Return every line of the entries below that contains the word "sunflower", treating case as significant.

- [Dataset records]
====================
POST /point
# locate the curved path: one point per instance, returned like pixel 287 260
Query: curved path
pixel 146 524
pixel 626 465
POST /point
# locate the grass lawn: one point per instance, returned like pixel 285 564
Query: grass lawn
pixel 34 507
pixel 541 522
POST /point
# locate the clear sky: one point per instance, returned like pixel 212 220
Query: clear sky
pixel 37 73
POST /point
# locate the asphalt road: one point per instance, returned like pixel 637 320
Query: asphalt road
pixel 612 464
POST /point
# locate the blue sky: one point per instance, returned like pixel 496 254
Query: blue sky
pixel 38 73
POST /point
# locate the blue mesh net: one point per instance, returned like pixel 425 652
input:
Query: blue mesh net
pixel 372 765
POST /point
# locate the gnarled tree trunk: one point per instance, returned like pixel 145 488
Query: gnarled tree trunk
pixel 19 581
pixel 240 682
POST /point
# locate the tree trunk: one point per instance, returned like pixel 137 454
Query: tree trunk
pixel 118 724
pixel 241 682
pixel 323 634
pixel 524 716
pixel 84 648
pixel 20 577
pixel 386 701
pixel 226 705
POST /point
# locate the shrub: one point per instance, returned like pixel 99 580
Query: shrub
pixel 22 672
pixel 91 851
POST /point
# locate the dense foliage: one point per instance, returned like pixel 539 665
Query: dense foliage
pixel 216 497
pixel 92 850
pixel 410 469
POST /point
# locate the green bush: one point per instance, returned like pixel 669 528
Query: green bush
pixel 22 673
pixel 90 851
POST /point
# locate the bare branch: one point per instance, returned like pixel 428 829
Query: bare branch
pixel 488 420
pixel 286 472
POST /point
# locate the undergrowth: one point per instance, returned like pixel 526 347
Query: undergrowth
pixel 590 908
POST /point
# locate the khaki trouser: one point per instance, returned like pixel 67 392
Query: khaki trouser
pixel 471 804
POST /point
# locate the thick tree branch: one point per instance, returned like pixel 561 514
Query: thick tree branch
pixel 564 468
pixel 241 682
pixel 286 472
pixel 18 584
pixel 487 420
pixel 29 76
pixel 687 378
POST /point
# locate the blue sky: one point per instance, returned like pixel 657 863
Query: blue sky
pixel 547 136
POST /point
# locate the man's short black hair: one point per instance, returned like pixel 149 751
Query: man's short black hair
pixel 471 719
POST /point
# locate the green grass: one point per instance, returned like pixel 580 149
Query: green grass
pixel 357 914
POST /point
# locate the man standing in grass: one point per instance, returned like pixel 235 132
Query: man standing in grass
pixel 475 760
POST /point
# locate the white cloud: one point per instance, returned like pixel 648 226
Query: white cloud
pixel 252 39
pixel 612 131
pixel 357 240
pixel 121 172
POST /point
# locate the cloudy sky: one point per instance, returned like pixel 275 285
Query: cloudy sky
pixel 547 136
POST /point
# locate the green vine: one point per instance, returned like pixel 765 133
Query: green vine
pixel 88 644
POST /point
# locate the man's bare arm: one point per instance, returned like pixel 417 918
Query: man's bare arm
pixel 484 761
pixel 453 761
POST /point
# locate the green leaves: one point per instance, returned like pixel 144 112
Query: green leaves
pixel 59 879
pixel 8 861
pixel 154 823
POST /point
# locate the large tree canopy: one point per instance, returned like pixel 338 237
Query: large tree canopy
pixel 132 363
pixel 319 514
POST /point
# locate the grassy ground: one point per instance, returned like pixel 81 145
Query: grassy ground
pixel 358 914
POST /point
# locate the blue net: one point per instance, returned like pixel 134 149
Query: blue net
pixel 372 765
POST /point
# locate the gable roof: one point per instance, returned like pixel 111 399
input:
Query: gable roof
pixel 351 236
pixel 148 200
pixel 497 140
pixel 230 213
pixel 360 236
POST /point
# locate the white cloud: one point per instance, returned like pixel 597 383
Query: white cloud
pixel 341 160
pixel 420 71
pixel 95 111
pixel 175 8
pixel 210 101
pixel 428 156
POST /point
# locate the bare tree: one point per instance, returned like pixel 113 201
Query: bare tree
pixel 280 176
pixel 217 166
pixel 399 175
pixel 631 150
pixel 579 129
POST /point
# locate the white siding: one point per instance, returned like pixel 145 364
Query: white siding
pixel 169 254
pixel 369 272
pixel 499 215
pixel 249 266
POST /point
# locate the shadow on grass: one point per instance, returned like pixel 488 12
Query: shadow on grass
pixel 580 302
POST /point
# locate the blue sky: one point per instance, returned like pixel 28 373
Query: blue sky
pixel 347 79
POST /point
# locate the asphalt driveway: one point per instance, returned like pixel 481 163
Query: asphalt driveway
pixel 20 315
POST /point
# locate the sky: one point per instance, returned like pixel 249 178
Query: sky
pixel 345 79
====================
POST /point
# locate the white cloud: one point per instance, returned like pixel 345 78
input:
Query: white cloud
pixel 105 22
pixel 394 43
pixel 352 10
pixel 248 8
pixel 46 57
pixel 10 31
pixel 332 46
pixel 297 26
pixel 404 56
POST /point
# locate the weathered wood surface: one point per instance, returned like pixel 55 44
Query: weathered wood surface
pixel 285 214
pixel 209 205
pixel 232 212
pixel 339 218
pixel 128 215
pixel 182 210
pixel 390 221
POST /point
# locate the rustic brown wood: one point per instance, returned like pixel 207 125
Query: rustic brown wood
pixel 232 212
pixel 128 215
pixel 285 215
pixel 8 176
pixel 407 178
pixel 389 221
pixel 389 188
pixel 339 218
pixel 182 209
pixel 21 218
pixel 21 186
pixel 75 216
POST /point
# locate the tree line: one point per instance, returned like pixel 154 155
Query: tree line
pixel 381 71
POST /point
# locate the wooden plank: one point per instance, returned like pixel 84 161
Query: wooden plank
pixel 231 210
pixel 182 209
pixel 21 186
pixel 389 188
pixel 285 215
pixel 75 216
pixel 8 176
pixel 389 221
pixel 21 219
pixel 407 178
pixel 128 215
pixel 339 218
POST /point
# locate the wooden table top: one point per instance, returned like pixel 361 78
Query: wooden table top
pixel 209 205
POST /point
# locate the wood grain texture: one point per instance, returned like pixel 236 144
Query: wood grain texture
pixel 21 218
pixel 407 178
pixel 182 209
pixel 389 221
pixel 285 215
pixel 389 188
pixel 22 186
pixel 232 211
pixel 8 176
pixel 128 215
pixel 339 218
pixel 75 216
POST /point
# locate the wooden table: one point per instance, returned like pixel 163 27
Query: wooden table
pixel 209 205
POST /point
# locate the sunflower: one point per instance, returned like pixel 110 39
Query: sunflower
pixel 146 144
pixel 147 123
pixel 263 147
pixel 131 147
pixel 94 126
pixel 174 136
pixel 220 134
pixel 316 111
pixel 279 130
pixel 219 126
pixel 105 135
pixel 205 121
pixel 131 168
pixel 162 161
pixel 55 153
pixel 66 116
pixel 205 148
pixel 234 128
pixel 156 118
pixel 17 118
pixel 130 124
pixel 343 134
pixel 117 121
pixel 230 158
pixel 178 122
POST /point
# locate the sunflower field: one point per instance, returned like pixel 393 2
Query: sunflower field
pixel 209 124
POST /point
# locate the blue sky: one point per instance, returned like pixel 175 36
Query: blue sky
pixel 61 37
====================
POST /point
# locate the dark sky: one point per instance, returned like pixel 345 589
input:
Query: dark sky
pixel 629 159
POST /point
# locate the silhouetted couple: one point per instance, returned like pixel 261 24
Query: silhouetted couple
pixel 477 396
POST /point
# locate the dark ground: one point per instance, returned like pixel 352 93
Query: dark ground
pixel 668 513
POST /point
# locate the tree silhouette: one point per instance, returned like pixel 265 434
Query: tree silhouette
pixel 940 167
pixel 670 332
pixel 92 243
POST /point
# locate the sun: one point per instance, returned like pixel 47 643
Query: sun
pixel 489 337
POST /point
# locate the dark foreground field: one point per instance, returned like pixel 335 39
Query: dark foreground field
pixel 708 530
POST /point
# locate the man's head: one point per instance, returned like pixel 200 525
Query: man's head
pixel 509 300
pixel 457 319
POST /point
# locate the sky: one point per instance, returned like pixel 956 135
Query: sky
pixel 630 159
====================
- [Final answer]
# locate the sunflower: one point per instance, returned like pixel 110 39
Query: sunflower
# locate the sunflower field: one point per instance, returned like pixel 393 2
Query: sunflower field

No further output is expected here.